** Start DATA TO USE **
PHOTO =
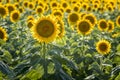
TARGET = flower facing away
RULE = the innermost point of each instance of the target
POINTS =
(84, 27)
(103, 47)
(45, 29)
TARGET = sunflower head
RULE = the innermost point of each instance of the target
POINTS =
(91, 18)
(118, 21)
(10, 7)
(3, 34)
(102, 25)
(84, 27)
(68, 10)
(31, 5)
(15, 16)
(45, 29)
(110, 26)
(103, 47)
(3, 11)
(30, 17)
(73, 18)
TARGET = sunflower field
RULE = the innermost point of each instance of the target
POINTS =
(59, 39)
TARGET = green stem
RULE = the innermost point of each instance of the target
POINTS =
(45, 61)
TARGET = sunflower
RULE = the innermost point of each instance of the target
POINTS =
(96, 6)
(76, 8)
(30, 23)
(53, 4)
(21, 9)
(103, 47)
(68, 9)
(30, 17)
(3, 34)
(31, 5)
(84, 27)
(102, 25)
(14, 16)
(118, 21)
(111, 26)
(40, 3)
(10, 7)
(110, 8)
(45, 29)
(3, 11)
(91, 18)
(73, 18)
(57, 13)
(25, 4)
(84, 6)
(64, 4)
(39, 10)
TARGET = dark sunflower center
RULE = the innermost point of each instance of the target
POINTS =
(1, 35)
(76, 8)
(103, 47)
(39, 10)
(2, 11)
(103, 25)
(30, 6)
(10, 8)
(45, 28)
(73, 17)
(84, 26)
(91, 19)
(64, 5)
(54, 5)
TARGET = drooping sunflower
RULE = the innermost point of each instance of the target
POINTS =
(91, 18)
(103, 47)
(73, 17)
(102, 25)
(3, 11)
(14, 16)
(111, 26)
(45, 29)
(84, 27)
(3, 34)
(118, 21)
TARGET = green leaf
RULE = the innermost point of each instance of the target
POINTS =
(118, 77)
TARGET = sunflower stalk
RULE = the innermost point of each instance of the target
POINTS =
(45, 60)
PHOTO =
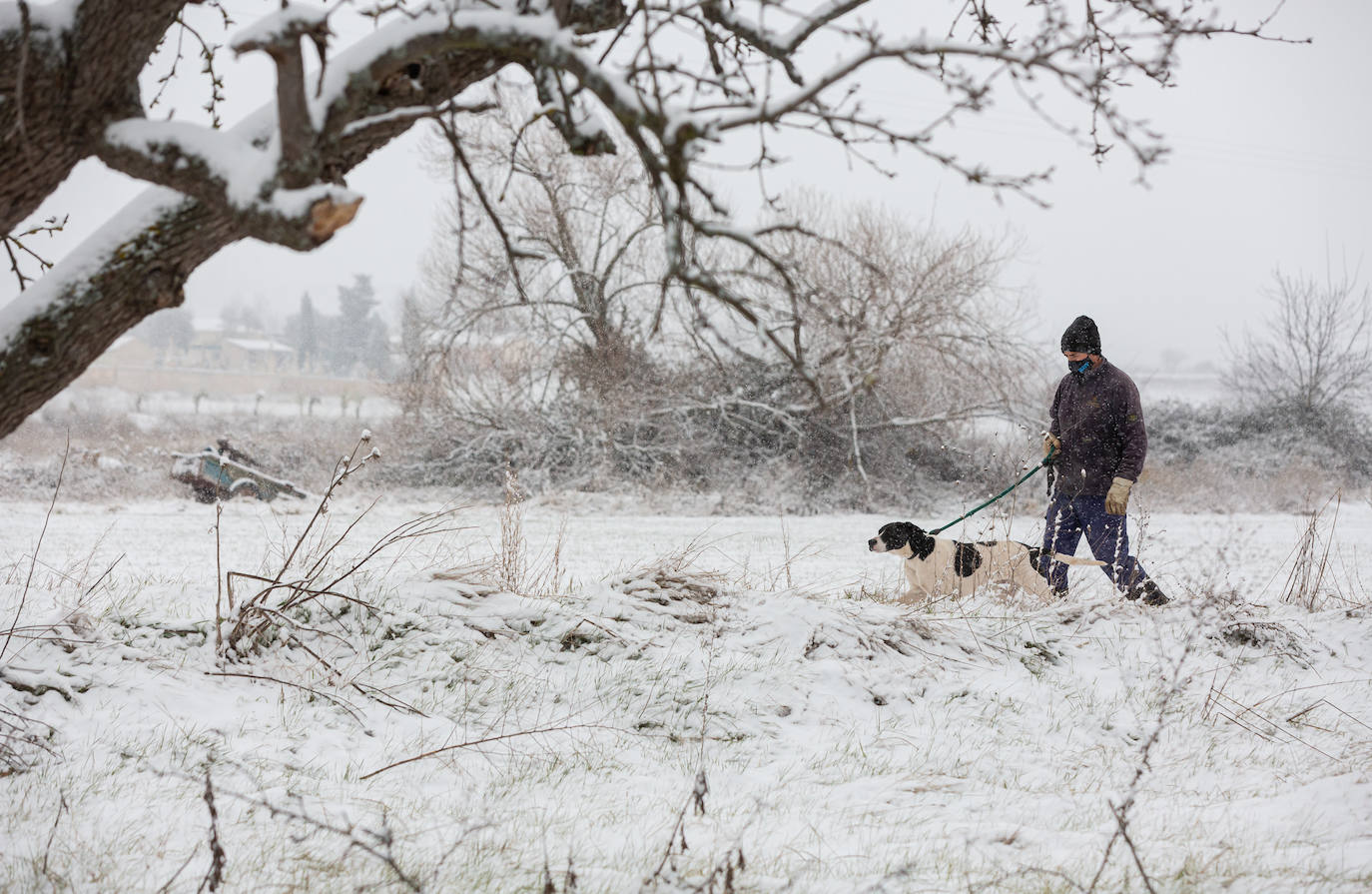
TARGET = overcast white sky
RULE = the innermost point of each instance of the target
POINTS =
(1271, 168)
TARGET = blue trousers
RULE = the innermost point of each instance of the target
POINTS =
(1066, 520)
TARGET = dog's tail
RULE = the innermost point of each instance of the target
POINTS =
(1067, 559)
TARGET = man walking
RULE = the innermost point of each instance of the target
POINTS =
(1099, 443)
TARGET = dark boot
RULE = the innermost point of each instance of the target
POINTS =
(1148, 592)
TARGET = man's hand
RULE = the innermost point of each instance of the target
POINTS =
(1118, 497)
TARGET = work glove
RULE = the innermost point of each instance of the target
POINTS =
(1051, 447)
(1118, 495)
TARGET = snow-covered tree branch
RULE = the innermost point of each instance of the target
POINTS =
(671, 80)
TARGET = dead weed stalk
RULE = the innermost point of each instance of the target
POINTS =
(312, 570)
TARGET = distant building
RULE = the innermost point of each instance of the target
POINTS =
(254, 355)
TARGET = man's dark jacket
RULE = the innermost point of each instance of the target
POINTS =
(1099, 420)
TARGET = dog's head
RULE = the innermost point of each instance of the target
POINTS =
(902, 537)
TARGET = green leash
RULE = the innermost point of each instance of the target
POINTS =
(1027, 476)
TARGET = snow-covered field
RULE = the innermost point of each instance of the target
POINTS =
(671, 704)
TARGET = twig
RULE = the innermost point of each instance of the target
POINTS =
(36, 548)
(217, 858)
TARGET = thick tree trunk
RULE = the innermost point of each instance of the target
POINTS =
(59, 91)
(57, 99)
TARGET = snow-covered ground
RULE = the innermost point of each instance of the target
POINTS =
(672, 698)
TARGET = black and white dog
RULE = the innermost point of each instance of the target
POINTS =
(938, 568)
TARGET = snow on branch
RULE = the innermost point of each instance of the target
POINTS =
(670, 79)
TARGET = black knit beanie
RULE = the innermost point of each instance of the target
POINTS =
(1081, 337)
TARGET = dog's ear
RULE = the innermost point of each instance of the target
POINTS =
(895, 534)
(921, 542)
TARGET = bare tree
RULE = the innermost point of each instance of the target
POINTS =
(578, 257)
(670, 77)
(1316, 351)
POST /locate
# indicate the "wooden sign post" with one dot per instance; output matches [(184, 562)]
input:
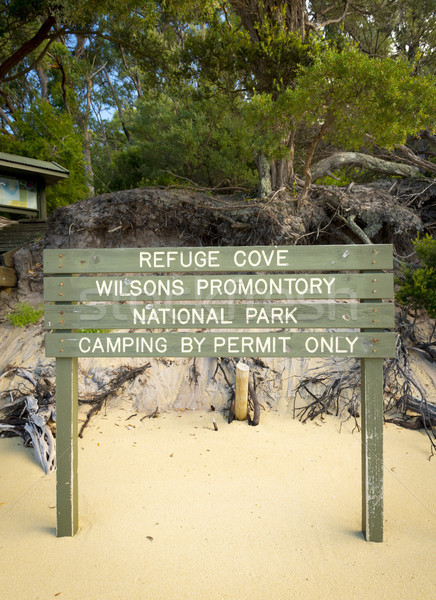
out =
[(241, 301)]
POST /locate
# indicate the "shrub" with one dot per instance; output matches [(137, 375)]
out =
[(25, 314), (417, 283)]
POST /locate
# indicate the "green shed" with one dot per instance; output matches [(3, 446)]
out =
[(23, 182)]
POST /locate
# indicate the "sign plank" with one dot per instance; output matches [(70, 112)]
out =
[(219, 259), (219, 287), (344, 344), (216, 316)]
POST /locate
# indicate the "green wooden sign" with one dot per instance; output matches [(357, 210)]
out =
[(215, 259), (344, 344), (220, 287), (238, 307), (217, 316)]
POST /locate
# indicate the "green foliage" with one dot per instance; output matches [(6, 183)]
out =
[(417, 284), (360, 100), (202, 140), (25, 314), (46, 134)]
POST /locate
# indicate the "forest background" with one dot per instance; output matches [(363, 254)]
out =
[(244, 96)]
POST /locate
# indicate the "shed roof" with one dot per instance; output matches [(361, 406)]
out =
[(12, 164)]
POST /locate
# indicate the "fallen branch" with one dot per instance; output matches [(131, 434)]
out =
[(113, 386), (339, 160)]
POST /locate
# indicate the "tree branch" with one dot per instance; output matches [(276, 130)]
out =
[(40, 36)]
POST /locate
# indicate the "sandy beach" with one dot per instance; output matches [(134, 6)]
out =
[(171, 509)]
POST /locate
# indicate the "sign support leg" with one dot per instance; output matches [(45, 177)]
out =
[(372, 448), (67, 512)]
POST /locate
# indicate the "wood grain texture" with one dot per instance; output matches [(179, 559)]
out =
[(219, 259)]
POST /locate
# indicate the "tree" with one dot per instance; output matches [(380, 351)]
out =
[(49, 135), (280, 59)]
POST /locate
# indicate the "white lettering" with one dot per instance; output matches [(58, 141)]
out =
[(87, 348)]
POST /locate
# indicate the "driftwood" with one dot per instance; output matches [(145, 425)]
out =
[(30, 413), (227, 368), (111, 387), (336, 390), (362, 161)]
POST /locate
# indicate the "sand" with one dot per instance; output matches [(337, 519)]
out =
[(171, 509)]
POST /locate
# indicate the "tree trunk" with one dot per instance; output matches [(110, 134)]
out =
[(42, 76), (25, 49), (363, 161), (263, 169), (89, 174), (118, 103)]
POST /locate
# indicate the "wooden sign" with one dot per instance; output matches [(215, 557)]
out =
[(221, 344), (241, 301), (159, 315), (216, 259), (220, 287)]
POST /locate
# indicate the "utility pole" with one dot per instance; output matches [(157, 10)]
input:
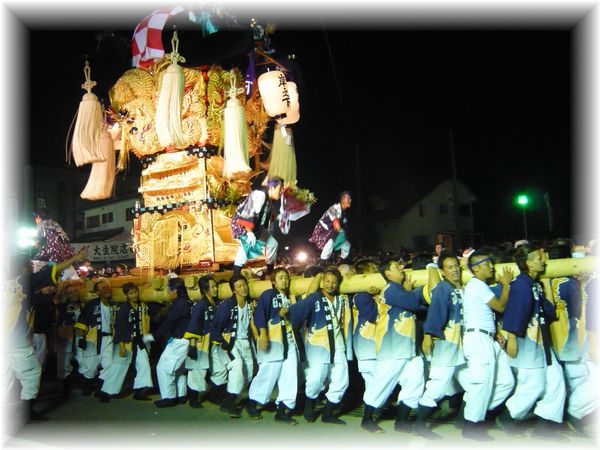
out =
[(358, 195), (457, 243)]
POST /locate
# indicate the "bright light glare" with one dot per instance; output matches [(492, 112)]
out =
[(26, 242), (27, 232), (301, 257), (522, 200)]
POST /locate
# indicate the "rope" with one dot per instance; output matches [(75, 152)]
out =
[(234, 91), (174, 56), (89, 84)]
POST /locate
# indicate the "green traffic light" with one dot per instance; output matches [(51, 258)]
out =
[(522, 200)]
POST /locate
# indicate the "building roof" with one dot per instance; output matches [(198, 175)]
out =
[(99, 235), (407, 197)]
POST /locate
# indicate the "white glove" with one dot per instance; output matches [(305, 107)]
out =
[(250, 238), (147, 338)]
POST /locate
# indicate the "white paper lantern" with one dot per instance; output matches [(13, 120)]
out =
[(274, 92), (293, 115)]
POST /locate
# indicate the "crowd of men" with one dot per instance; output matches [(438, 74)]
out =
[(501, 347)]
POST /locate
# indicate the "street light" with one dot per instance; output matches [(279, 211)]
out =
[(523, 200)]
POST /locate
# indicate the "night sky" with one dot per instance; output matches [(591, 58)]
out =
[(396, 95)]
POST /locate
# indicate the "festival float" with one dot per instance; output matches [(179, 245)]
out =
[(200, 129)]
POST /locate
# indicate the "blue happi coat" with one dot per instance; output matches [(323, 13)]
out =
[(364, 320), (318, 336), (223, 331), (522, 317), (279, 329), (445, 322), (396, 326), (567, 301), (199, 328)]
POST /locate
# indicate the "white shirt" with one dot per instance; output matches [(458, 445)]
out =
[(105, 313), (336, 315), (476, 312), (243, 321)]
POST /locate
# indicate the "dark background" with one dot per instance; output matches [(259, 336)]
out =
[(395, 96)]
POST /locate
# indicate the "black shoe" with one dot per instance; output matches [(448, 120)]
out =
[(577, 426), (309, 410), (195, 401), (283, 416), (368, 423), (88, 387), (329, 416), (507, 424), (166, 402), (229, 406), (32, 415), (475, 430), (421, 428), (216, 394), (253, 412), (546, 429), (139, 394), (424, 431), (459, 422), (401, 424)]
** End DATA TO USE **
### WHAT TO PRODUCE
Rewrite everything from the start of the lines down to the line containing "(1067, 559)", swapping "innermost" for "central" and leaving the rest unchanged. Omit the pictures from your answer.

### THE REPLY
PHOTO =
TARGET = flower facing away
RULE = the central point of each instance of the target
POINTS =
(84, 27)
(103, 47)
(45, 29)
TARGET = sunflower head
RULE = the central point of each instance of the target
POINTS =
(91, 18)
(118, 21)
(10, 7)
(3, 34)
(102, 25)
(84, 27)
(68, 10)
(31, 5)
(15, 16)
(45, 29)
(110, 26)
(103, 47)
(3, 11)
(30, 17)
(73, 18)
TARGET = sunflower field
RULE = the central point of each instance of the target
POINTS =
(59, 39)
TARGET = green stem
RULE = the central point of each instance of the target
POINTS =
(45, 61)
TARGET = sunflower
RULE = the central point of each instance of the target
POINTS =
(96, 6)
(76, 8)
(30, 23)
(53, 4)
(21, 9)
(103, 47)
(68, 9)
(30, 17)
(3, 34)
(31, 5)
(84, 27)
(102, 25)
(14, 16)
(118, 21)
(111, 26)
(40, 3)
(10, 7)
(110, 8)
(45, 29)
(3, 11)
(91, 18)
(73, 18)
(57, 13)
(25, 4)
(84, 6)
(64, 4)
(39, 10)
TARGET = dark sunflower center
RULE = the central point of each instance of the target
POINTS =
(1, 35)
(76, 8)
(103, 47)
(39, 10)
(2, 11)
(103, 25)
(30, 6)
(10, 8)
(45, 28)
(73, 17)
(84, 26)
(91, 19)
(64, 5)
(54, 5)
TARGET = drooping sunflower
RULE = the central point of each instance of the target
POINTS =
(91, 18)
(103, 47)
(73, 17)
(102, 25)
(3, 11)
(14, 16)
(111, 26)
(45, 29)
(84, 27)
(3, 34)
(118, 21)
TARGET = green leaf
RULE = the central point of each instance of the target
POINTS =
(118, 77)
TARGET = sunflower stalk
RULE = the central point of each instance of the target
POINTS =
(45, 60)
PHOTO =
TARGET = overcast white sky
RULE = the central point of each instance of the target
POINTS =
(1271, 168)
TARGET = blue trousers
RULE = the central point of each instance of the target
POINTS =
(1066, 520)
TARGET = dog's tail
RULE = the central point of each instance of the target
POINTS =
(1067, 559)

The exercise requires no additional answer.